**To do**
Transcribe the records below line by line, exactly as they read.

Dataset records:
....
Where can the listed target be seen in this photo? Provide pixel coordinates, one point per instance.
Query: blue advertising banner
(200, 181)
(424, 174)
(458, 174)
....
**The completed task**
Where can the listed target be seen in this photo? Provide pixel coordinates, one point per instance.
Query: blue advertising banner
(200, 181)
(424, 174)
(458, 174)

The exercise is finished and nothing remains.